Could you reproduce each of the items below word for word?

— Start —

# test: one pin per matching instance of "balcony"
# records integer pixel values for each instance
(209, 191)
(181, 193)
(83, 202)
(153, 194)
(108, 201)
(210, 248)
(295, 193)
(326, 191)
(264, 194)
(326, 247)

— End —

§ **RESULT OF THIS TASK**
# test: one pin per matching instance of "balcony"
# records integer pixel values for each instance
(209, 191)
(181, 193)
(83, 202)
(153, 194)
(108, 201)
(210, 248)
(295, 193)
(326, 191)
(264, 194)
(326, 247)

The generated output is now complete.